# Assignment
The required output is every record, written out exactly.
═══
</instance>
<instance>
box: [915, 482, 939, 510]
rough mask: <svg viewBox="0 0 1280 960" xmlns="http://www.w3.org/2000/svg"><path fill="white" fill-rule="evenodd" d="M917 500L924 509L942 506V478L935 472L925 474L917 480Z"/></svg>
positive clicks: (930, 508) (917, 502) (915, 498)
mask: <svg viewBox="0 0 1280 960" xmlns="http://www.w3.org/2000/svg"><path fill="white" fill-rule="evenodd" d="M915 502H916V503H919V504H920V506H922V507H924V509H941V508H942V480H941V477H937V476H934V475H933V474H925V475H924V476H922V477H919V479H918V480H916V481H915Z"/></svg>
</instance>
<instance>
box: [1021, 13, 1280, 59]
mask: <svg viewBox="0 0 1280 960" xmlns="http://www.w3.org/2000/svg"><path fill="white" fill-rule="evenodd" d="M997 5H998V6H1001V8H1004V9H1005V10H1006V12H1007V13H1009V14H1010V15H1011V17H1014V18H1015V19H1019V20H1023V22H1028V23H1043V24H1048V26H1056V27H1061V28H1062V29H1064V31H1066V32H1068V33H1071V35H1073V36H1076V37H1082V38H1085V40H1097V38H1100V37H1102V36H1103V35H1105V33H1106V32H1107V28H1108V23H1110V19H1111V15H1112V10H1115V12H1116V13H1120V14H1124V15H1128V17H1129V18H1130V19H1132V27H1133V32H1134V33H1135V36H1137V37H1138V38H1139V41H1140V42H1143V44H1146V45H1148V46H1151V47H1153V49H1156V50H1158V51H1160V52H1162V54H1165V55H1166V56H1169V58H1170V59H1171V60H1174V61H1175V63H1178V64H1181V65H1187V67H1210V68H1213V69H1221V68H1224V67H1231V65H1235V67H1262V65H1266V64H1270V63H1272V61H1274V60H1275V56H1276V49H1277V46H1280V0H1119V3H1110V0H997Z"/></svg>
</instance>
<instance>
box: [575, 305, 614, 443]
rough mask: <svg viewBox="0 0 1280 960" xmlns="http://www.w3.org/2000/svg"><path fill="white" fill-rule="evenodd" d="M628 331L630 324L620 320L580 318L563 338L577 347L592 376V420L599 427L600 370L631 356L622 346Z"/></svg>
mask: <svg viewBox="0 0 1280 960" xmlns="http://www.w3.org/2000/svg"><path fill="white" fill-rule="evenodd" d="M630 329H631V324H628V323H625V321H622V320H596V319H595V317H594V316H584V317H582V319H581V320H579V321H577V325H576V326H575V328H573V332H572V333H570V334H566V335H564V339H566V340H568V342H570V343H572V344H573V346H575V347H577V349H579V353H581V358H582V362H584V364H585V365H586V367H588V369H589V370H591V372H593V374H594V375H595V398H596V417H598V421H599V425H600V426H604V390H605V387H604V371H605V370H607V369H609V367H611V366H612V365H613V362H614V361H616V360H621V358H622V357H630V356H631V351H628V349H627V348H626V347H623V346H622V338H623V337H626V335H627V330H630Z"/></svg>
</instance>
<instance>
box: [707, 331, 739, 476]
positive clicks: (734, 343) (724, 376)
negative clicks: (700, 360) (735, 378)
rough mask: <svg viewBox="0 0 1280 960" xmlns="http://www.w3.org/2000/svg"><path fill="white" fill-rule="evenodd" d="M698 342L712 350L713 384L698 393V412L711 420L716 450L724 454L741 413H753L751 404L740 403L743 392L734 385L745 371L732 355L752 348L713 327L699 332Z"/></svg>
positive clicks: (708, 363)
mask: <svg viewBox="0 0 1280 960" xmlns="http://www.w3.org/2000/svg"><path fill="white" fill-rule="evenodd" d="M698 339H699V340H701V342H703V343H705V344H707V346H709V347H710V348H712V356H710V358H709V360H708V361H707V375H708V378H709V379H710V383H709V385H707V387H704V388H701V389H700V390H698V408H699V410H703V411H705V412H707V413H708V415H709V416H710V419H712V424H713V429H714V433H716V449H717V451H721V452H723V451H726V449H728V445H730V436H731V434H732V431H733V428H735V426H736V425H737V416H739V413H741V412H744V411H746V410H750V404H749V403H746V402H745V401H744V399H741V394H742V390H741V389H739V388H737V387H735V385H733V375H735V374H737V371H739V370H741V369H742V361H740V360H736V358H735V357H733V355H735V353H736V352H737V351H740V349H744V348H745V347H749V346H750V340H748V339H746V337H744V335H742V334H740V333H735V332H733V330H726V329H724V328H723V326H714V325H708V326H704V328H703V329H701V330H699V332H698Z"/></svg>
═══
# Result of the task
</instance>
<instance>
box: [915, 482, 939, 510]
rough mask: <svg viewBox="0 0 1280 960" xmlns="http://www.w3.org/2000/svg"><path fill="white" fill-rule="evenodd" d="M917 500L924 509L942 506V478L935 472L925 474L917 480Z"/></svg>
positive clicks: (930, 508) (917, 502) (915, 498)
mask: <svg viewBox="0 0 1280 960" xmlns="http://www.w3.org/2000/svg"><path fill="white" fill-rule="evenodd" d="M915 502H916V503H919V504H920V506H922V507H924V509H941V508H942V480H941V477H937V476H934V475H933V474H925V475H924V476H922V477H919V479H918V480H916V481H915Z"/></svg>
</instance>
<instance>
box: [1021, 13, 1280, 59]
mask: <svg viewBox="0 0 1280 960" xmlns="http://www.w3.org/2000/svg"><path fill="white" fill-rule="evenodd" d="M997 5H998V6H1001V8H1004V9H1005V10H1006V12H1007V13H1009V14H1010V15H1011V17H1014V18H1015V19H1019V20H1023V22H1028V23H1043V24H1048V26H1056V27H1061V28H1062V29H1064V31H1066V32H1068V33H1071V35H1073V36H1076V37H1082V38H1085V40H1097V38H1100V37H1102V36H1103V35H1105V33H1106V32H1107V28H1108V23H1110V19H1111V15H1112V10H1115V12H1116V13H1120V14H1124V15H1128V17H1129V18H1130V19H1132V27H1133V32H1134V33H1135V36H1137V37H1138V38H1139V41H1140V42H1143V44H1146V45H1148V46H1151V47H1153V49H1156V50H1158V51H1160V52H1162V54H1165V55H1166V56H1169V58H1170V59H1171V60H1174V61H1175V63H1178V64H1181V65H1187V67H1210V68H1213V69H1221V68H1224V67H1231V65H1235V67H1262V65H1266V64H1270V63H1272V61H1274V60H1275V56H1276V49H1277V46H1280V0H1119V3H1110V0H997Z"/></svg>
</instance>
<instance>
box: [575, 305, 614, 443]
rough mask: <svg viewBox="0 0 1280 960" xmlns="http://www.w3.org/2000/svg"><path fill="white" fill-rule="evenodd" d="M628 331L630 324L620 320L580 318L563 338L577 347L592 376V420L599 427L600 370L631 356L622 346Z"/></svg>
mask: <svg viewBox="0 0 1280 960" xmlns="http://www.w3.org/2000/svg"><path fill="white" fill-rule="evenodd" d="M630 329H631V324H628V323H625V321H622V320H596V319H595V317H594V316H584V317H582V319H581V320H579V321H577V325H576V326H575V328H573V332H572V333H570V334H566V335H564V339H566V340H568V342H570V343H572V344H573V346H575V347H577V349H579V353H581V358H582V362H584V364H585V365H586V367H588V369H589V370H591V372H593V374H594V375H595V398H596V417H598V421H599V425H600V426H604V390H605V387H604V371H605V370H607V369H609V367H611V366H612V365H613V362H614V361H616V360H621V358H622V357H630V356H631V351H628V349H627V348H626V347H623V346H622V338H623V337H626V335H627V330H630Z"/></svg>
</instance>
<instance>
box: [707, 331, 739, 476]
positive clicks: (734, 343) (724, 376)
negative clicks: (700, 360) (735, 378)
rough mask: <svg viewBox="0 0 1280 960" xmlns="http://www.w3.org/2000/svg"><path fill="white" fill-rule="evenodd" d="M698 342L712 350L713 384L698 393V412L711 420L716 450L724 454L741 413H753L751 404L740 403L743 392L734 385L745 371L732 355L752 348L713 327L699 332Z"/></svg>
positive clicks: (708, 363)
mask: <svg viewBox="0 0 1280 960" xmlns="http://www.w3.org/2000/svg"><path fill="white" fill-rule="evenodd" d="M698 339H699V340H701V342H703V343H705V344H707V346H709V347H710V348H712V356H710V358H709V360H708V361H707V375H708V378H709V379H710V383H709V385H707V387H704V388H701V389H700V390H698V408H699V410H703V411H705V412H707V413H708V415H709V416H710V419H712V424H713V429H714V433H716V449H717V451H721V452H723V451H726V449H728V445H730V436H731V434H732V431H733V428H735V426H736V425H737V416H739V413H741V412H744V411H746V410H750V404H749V403H746V402H745V401H744V399H741V394H742V390H741V389H739V388H737V387H735V385H733V375H735V374H737V371H739V370H741V369H742V361H740V360H736V358H735V357H733V355H735V353H736V352H737V351H740V349H744V348H745V347H749V346H750V340H748V339H746V337H744V335H742V334H740V333H735V332H733V330H726V329H724V328H723V326H714V325H708V326H704V328H703V329H701V330H699V332H698Z"/></svg>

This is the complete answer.